REQUIREMENT
Please output the items from the start of the items through the line holding "<point>366,385</point>", inclusive, as a two-column CSV with the headers instruction and keypoints, one row per item. Put each item's text and its answer in separate quoted fields with line breaks replaced by spaces, and leave the pictures out.

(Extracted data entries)
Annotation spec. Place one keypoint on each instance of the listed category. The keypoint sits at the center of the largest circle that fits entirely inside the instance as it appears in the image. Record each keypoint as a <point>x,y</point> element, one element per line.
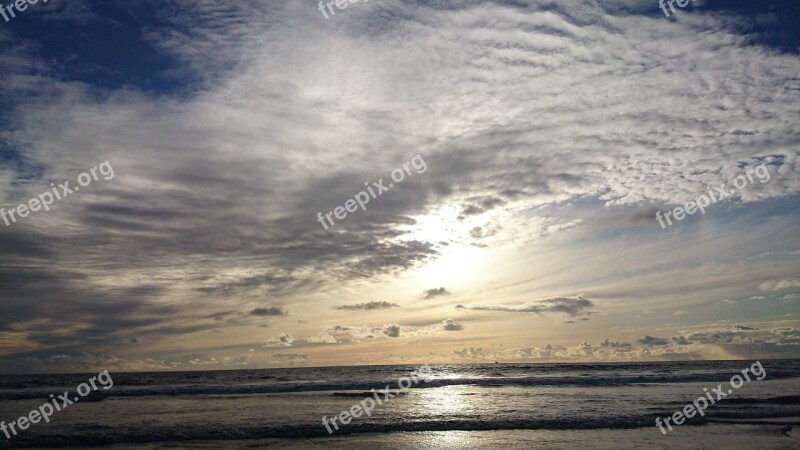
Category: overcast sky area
<point>551,133</point>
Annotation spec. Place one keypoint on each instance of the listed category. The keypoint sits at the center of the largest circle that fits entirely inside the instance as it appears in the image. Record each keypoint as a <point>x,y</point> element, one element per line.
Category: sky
<point>541,140</point>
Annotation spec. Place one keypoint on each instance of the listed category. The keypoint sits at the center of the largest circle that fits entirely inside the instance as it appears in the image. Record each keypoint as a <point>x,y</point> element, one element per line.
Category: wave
<point>97,434</point>
<point>366,385</point>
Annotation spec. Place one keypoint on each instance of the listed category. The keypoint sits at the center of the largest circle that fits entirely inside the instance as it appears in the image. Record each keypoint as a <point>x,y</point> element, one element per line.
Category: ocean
<point>609,405</point>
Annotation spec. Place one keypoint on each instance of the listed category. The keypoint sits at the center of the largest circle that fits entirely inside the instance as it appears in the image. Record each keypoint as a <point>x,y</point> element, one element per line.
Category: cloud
<point>432,293</point>
<point>392,330</point>
<point>284,340</point>
<point>571,306</point>
<point>779,285</point>
<point>266,312</point>
<point>368,306</point>
<point>292,357</point>
<point>650,340</point>
<point>321,338</point>
<point>680,340</point>
<point>619,345</point>
<point>451,325</point>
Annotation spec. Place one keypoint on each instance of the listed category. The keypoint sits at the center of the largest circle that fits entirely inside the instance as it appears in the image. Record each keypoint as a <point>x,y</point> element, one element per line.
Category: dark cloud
<point>618,345</point>
<point>571,306</point>
<point>651,340</point>
<point>680,340</point>
<point>436,292</point>
<point>269,311</point>
<point>392,330</point>
<point>368,306</point>
<point>451,325</point>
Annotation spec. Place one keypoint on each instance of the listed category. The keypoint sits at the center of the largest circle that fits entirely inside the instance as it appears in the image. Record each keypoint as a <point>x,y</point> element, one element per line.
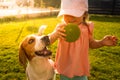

ANSWER BELOW
instruction,keypoints
"Annotation spec. Place one keypoint on each instance of the listed category. The keypoint sits at the center of the largest circle that fits entirely inside the instance as it appears in the image. Record each keypoint as a <point>x,y</point> element, one element per line. Category: overcast sky area","<point>551,133</point>"
"Annotation spec. Place one keypoint on each instance of the listed category. The keypoint sits at the center of the largest circle that fits entirely inside the instance as it appears in the image. Record each keypoint as a <point>x,y</point> element, one element per line. Category: sky","<point>541,140</point>"
"Annotation spec. Place one keypoint on each instance of the listed category. The keypoint sits at the center of the largest circle that fits entirely inside the instance as it appears in the image. Record each keypoint as a <point>x,y</point> element, one element per line. Category: wave","<point>97,434</point> <point>366,385</point>"